- _Text passage_:
"You gain strength, courage and confidence by every experience you really stop to look fear in the face. You are able to say to yourself, 'I have lived through this horror. I can take the next thing that comes along.' You must do the thing you think you cannot do." -Eleanor Roosevelt
Breast Cancer first entered my life at the age of 16 when my mother was diagnosed with an aggressive form of breast cancer. She had surgery, chemo and radiation at the age of 43. There was no evidence of disease until 4 years later. In 1998 she lost her life to metastatic breast cancer and I lost my kind, loving, selfless, beautiful mother.
In 2010, at the age of 32 I was diagnosed with the same disease that took my mother's life. It was a Friday night when I heard the words that sent me crashing to the floor.

- _Data_:

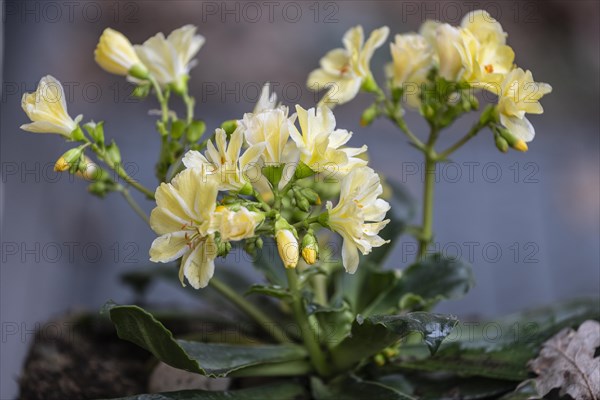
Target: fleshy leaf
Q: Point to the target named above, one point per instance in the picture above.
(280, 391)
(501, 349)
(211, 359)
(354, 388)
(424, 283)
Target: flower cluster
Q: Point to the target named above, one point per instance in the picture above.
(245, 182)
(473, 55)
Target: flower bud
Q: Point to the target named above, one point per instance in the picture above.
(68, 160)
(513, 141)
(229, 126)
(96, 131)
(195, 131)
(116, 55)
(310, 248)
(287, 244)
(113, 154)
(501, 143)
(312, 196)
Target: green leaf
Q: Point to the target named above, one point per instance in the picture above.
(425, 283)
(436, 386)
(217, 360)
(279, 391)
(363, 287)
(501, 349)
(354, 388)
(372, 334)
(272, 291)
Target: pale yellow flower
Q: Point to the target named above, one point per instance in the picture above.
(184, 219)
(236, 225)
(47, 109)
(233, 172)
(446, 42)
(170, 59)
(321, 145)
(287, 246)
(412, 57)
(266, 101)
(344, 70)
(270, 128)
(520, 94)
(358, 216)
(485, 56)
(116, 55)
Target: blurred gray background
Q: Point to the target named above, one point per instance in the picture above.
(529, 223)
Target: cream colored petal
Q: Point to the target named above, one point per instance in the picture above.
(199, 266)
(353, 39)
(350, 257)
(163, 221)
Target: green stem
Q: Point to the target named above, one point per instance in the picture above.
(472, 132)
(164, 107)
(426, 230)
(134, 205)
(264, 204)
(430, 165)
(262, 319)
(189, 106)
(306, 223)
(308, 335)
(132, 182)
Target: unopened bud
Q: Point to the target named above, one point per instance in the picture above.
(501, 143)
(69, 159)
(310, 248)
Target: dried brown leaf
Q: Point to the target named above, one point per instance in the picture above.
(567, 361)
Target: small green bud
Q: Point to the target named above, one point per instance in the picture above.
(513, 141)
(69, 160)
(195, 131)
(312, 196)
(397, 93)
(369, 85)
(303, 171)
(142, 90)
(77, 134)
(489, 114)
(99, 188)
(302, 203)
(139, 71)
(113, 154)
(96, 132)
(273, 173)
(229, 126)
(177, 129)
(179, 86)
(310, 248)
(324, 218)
---
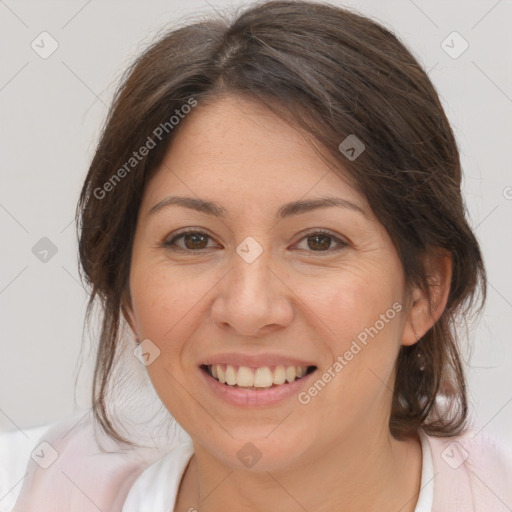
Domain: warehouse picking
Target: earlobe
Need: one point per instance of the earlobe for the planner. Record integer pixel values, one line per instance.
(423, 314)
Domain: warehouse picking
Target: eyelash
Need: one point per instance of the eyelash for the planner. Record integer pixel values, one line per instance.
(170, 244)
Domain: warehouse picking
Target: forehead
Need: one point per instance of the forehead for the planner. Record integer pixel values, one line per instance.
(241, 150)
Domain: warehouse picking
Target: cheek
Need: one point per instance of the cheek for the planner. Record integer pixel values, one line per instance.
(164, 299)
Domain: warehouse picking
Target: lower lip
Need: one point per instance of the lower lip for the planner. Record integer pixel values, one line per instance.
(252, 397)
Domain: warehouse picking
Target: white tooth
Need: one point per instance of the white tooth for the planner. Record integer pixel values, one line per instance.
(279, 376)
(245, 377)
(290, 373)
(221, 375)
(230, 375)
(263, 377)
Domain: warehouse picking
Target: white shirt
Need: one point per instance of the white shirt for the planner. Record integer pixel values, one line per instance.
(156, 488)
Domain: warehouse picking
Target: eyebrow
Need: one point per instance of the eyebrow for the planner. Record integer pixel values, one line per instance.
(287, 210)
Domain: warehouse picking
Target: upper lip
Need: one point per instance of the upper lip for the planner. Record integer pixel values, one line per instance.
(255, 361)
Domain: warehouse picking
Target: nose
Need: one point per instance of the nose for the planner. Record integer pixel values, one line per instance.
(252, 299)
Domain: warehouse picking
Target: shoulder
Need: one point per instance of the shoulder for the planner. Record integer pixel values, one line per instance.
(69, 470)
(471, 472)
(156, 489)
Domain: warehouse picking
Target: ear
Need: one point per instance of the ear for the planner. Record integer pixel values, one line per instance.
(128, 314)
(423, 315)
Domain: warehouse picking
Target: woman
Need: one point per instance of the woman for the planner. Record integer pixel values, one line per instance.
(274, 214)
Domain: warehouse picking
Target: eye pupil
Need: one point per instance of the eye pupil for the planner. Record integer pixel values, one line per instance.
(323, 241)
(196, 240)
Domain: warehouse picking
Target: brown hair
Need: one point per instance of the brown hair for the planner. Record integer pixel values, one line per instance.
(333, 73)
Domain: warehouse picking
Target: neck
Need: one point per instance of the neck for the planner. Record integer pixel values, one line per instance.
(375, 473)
--
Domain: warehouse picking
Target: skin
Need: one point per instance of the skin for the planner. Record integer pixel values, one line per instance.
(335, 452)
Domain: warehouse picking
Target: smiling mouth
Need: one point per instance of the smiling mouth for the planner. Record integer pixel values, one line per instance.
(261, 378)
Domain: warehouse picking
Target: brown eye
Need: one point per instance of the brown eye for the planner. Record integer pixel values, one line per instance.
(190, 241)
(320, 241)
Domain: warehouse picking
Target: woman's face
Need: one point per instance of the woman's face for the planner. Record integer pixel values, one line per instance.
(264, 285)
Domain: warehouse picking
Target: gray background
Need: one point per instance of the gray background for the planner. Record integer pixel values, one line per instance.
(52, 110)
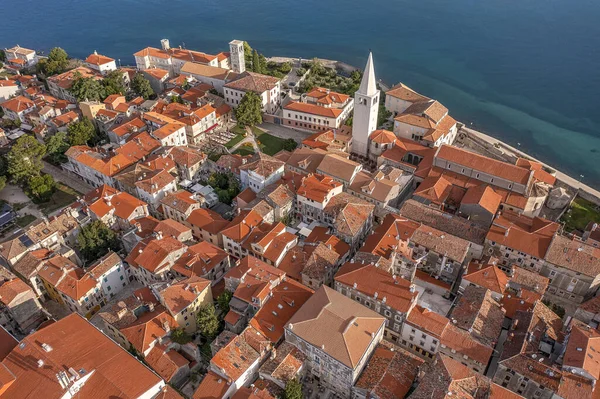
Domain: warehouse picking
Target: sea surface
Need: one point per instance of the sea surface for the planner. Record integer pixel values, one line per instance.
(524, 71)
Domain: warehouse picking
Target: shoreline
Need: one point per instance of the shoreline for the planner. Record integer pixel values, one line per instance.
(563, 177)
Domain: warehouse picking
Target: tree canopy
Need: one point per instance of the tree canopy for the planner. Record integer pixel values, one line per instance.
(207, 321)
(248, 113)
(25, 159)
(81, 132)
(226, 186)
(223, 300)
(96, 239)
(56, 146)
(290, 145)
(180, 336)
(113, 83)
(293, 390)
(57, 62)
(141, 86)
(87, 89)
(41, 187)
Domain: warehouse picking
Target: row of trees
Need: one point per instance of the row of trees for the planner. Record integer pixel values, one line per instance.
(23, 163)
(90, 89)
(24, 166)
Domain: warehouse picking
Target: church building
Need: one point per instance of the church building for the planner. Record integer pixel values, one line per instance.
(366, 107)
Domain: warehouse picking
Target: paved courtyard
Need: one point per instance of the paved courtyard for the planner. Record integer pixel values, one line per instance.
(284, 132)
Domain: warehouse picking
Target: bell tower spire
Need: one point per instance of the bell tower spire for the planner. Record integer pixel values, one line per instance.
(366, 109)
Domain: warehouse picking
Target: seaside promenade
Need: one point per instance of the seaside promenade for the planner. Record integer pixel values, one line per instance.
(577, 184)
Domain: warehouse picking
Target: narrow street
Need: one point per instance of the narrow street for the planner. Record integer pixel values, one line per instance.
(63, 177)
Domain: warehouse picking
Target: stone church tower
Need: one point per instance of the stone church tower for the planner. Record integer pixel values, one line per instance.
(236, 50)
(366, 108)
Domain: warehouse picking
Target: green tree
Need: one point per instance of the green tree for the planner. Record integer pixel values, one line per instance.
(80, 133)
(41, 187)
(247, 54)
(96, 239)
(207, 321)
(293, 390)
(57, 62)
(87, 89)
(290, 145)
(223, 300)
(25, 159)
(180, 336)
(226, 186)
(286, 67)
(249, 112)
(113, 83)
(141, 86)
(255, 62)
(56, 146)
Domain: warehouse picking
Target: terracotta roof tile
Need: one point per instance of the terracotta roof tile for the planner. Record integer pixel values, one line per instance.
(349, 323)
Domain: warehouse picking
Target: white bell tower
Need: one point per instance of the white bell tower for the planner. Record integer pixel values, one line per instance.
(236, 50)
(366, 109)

- _What you should do_: In the breast cancer passage, list every word used to describe the mother the writer lost.

- _Reply to the task_: kind, loving, selfless, beautiful